When we put our eyes on God literally and figuratively, we will as a result gain the vision our loving Father has for us minimizing any distractions, but we also can see rising distractions exactly as they are and be fully prepared to address or dismiss them as appropriate. This will permit us to live in the moment, leave the past in the past and welcome the future gracefully and never in a hurry, and allow us to smell the roses. 


Wednesday, December 30, 2009

You are going to do something great

I had a little difficulty writing this post. I have never shared this with anyone but my wife, and for those of you who know me, you'll understand why.

I am not one to tout myself and toot my own horn. In fact, that is an inherent weakness of mine in the business world as I don't concern myself with telling the boss what I am up to. Rather, I focus on the tasks he gave me and completing them. I abhore the person who is constantly trying to be the center of attention, telling everyone how great they are and what they are doing. Consequently, I do not care for subordinates who do the same, and have no place for them.

EXERCISE PROMPT: In the blog post, who is the only person the writer has ever shared this with?

RECORDED INFORMATION:
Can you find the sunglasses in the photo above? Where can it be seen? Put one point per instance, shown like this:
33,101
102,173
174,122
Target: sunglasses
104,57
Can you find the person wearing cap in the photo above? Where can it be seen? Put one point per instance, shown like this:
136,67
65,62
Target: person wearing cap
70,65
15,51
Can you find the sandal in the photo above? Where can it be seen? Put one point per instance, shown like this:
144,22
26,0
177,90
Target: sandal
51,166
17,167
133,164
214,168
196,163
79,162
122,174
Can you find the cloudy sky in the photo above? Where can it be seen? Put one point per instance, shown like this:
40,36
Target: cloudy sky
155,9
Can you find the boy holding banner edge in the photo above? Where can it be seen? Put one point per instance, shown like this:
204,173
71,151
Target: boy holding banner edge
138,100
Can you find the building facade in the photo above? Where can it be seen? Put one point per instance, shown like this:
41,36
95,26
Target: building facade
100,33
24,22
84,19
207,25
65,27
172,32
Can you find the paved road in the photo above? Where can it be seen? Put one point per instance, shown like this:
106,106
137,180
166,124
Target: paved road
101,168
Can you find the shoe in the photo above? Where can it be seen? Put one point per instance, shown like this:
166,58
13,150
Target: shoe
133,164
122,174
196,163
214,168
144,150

TASK OUTPUT: The writer's wife.